═══ Data shown

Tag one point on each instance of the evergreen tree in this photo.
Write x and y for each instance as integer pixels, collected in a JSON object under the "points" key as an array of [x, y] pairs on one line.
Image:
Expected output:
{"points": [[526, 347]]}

══════
═══ Data shown

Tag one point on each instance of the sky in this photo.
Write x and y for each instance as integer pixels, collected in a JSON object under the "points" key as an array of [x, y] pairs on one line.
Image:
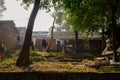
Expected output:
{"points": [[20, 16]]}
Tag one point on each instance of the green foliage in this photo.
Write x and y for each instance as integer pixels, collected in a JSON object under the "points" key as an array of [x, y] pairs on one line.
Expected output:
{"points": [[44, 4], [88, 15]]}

══════

Pick out each line in the records above that contains the word "this", and copy those lines. Uppercase and lowercase count as different.

Tag one point on each instance of the evergreen tree in this photo.
Tag one point on each instance of the sky in this photo.
Tag one point on each instance of the green foliage in this photo.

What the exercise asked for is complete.